WORK ITEM: The expected output is every entry, repeated exactly.

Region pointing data
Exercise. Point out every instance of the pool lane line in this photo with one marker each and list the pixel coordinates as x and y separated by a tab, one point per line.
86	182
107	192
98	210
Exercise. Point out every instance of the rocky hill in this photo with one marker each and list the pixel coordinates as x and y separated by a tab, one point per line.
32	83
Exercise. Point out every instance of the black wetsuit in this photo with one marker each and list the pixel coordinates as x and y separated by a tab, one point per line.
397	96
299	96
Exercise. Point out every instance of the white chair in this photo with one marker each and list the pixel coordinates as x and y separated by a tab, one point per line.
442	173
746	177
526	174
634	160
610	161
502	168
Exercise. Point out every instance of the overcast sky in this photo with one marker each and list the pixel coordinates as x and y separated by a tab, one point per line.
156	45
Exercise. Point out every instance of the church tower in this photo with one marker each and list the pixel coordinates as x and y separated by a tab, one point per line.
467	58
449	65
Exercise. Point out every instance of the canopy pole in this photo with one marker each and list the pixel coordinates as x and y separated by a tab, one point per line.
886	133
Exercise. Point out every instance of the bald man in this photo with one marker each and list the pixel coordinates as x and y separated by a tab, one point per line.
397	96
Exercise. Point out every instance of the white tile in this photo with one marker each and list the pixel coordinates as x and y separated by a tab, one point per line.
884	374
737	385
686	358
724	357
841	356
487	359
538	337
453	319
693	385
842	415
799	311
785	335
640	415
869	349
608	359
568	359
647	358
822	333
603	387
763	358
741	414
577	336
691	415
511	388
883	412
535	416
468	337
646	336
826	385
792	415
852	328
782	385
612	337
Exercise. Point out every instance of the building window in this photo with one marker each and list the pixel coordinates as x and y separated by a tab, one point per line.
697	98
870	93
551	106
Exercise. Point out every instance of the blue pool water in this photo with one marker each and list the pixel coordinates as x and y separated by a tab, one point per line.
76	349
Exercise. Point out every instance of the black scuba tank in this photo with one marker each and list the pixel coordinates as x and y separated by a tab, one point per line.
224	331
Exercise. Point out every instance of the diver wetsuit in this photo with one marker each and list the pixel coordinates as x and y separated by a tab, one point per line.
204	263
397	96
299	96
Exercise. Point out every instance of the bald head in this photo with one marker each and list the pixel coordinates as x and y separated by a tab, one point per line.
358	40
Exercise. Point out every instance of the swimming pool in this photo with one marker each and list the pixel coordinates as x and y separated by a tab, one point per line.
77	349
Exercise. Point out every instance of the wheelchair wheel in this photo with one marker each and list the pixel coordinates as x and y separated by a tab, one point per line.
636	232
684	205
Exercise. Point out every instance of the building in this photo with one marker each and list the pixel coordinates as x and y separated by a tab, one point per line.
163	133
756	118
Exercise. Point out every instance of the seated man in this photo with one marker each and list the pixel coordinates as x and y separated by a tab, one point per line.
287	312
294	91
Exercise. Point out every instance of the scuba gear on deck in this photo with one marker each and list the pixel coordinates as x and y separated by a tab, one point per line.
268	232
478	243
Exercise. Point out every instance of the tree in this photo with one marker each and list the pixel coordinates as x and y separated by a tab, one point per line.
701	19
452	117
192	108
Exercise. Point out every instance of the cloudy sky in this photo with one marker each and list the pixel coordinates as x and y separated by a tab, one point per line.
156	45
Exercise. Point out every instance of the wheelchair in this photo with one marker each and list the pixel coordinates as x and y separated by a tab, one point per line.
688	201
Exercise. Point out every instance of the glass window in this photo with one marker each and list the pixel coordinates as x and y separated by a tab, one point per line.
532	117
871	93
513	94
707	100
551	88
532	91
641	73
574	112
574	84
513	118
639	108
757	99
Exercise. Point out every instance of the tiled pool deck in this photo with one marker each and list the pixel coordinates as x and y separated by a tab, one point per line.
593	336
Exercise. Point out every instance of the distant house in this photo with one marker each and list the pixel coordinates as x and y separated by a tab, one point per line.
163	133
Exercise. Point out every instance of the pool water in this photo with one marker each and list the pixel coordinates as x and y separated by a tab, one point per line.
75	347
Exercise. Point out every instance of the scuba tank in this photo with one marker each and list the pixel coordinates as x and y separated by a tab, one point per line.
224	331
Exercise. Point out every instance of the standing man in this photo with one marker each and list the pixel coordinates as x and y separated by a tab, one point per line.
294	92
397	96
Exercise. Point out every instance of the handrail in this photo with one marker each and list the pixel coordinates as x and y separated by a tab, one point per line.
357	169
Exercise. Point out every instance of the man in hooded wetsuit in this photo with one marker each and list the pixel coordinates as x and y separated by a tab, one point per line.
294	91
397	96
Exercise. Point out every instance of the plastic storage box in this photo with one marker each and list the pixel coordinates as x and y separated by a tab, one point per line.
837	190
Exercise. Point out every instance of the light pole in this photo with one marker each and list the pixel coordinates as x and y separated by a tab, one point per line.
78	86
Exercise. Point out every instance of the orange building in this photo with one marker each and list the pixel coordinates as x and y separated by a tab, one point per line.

OUTPUT OF THE EXERCISE:
Exercise. Point out every instance of the pool lane line in this photo with one marker each and list the pixel coordinates as x and y separated by a tab, one point per line.
86	182
107	192
98	210
Exercise. Point out every instance of the rocky hill in this photo with one marker each and list the pixel coordinates as x and y separated by a tab, one point per line.
32	83
Exercise. Point out every instance of the black wetsuit in this photo with one marker each and list the pixel coordinates as x and y separated by a tab, one point per line.
397	96
299	96
Exercise. Point out every instance of the white chair in this photo with one marker each and list the pixel coordinates as x and y separated by a tab, one point per line.
442	173
746	177
526	174
634	160
610	161
502	168
Exercise. Point out every instance of the overcast sky in this photo with one marker each and list the pixel coordinates as x and y separated by a tab, one point per line.
156	45
Exercise. Point out every instance of the church tower in this photo with one marker each and list the pixel coordinates as x and y separated by a tab, one point per line.
467	58
449	65
Exercise. Point out every instance of the canopy pole in this photo with one marker each and list the pixel coordinates as x and y separated by a tab, one point per line.
886	133
Exercise. Point out every instance of the bald man in this photo with one marker each and list the pixel coordinates as x and y separated by a tab, one point per line.
397	96
Exercise. Point out every instance of the white tile in this photo with one marker each and list the pixel coordinates as x and y separated by a tab, one point per line.
884	374
737	385
686	358
724	357
841	356
487	359
538	337
453	319
693	385
842	415
799	311
785	335
640	415
869	349
608	359
568	359
647	358
822	333
603	387
763	358
741	414
577	336
691	415
511	388
883	412
535	416
468	337
646	336
826	385
792	415
852	328
782	385
612	337
Exercise. Point out every instance of the building window in this photo with one marker each and list the pixel coordinates as x and y separated by a tab, one point per line.
697	98
870	93
551	106
Exercise. Point out every instance of the blue pool water in this photo with one marker each and list the pixel coordinates as x and y separated by a tab, one point per line.
76	349
Exercise. Point out every instance of the black scuba tank in this photo with one marker each and list the pixel coordinates as x and y separated by a tab, one point per line.
224	331
Exercise. Point out every instance of the diver wetsuit in this photo with one marker each and list the pixel coordinates as x and y separated by a tab, one point per line.
204	263
397	96
299	96
Exercise. Point out every instance of the bald head in this photo with one marker each and list the pixel coordinates as x and y separated by a tab, one point per line.
358	40
Exercise. Point out every instance of the swimming pool in this photo with one marker each and list the pixel coordinates as x and y separated by a tab, one point per line.
77	349
Exercise. Point out every instance of the wheelchair wheel in this photo with one marker each and list the pixel coordinates as x and y separated by a tab, one point per line.
636	232
684	205
Exercise. Point out every instance of the building in this photo with one marker each and list the pixel coordinates as x and y separated by a tab, one point per line.
163	133
756	118
Exercise. Point out every instance of the seated man in this photo with one marker each and list the pixel coordinates as x and y separated by a tab, one point per line.
287	312
294	91
Exercise. Point out every instance of the scuba gear on deck in this photo with one marker each and list the pixel coordinates as x and y separated by a tab, one point per line.
268	232
478	243
Exercise. Point out every instance of the tree in this photo with one marker each and list the pixel coordinates as x and y separated by a tab, one point per line.
701	19
452	117
192	108
Exercise. Point out every instance of the cloudy sky in this photo with one marker each and list the pixel coordinates as x and y separated by a tab, one point per line.
156	45
Exercise. Point out every instance of the wheelchair in this photo with one marker each and list the pixel coordinates as x and y separated by a tab, one point per line.
688	201
Exercise. Point out every instance of the glass window in this photo with one marker each and list the pixel coordinates as x and y separated by a tab, one point per line.
532	117
871	93
513	94
707	100
551	88
532	91
641	73
574	112
574	84
513	118
639	108
757	99
Exercise. Point out every instance of the tiled pool deck in this photo with one marker each and list the pixel coordinates as x and y separated by a tab, one point per line.
593	336
Exercise. Point out every instance of the distant house in this photo with one marker each and list the pixel coordinates as x and y separated by a tab, one point per line.
163	133
Exercise. Point out every instance of the pool water in this photo with one marker each and list the pixel coordinates as x and y separated by a tab, one point per line.
75	347
Exercise. Point out every instance of the scuba tank in this photo with one marker each and list the pixel coordinates as x and y separated by a tab, one point per line.
224	331
Exercise. Point out every instance of the standing man in this photo with one marker each and list the pixel coordinates as x and y separated by a tab, one point per line.
294	92
397	96
Exercise. Point out every instance of the handrail in this photo with one marker each and list the pixel coordinates as x and y separated by a tab, one point per line.
357	169
Exercise. Point out every instance of the man in hooded wetsuit in this photo with one marker each and list the pixel coordinates as x and y separated by a tab, one point per line.
294	91
397	96
Exercise. Point out every instance of the plastic storage box in this photo with one marker each and list the pixel coordinates as x and y separated by a tab, one point per line.
837	190
Exercise. Point out every instance of the light pole in this photo with one marker each and list the pixel coordinates as x and y separated by a tab, one point per line.
78	86
Exercise. Point out every instance of the orange building in this photo with one marker each and list the pixel coordinates as x and y separated by a tab, one point per line.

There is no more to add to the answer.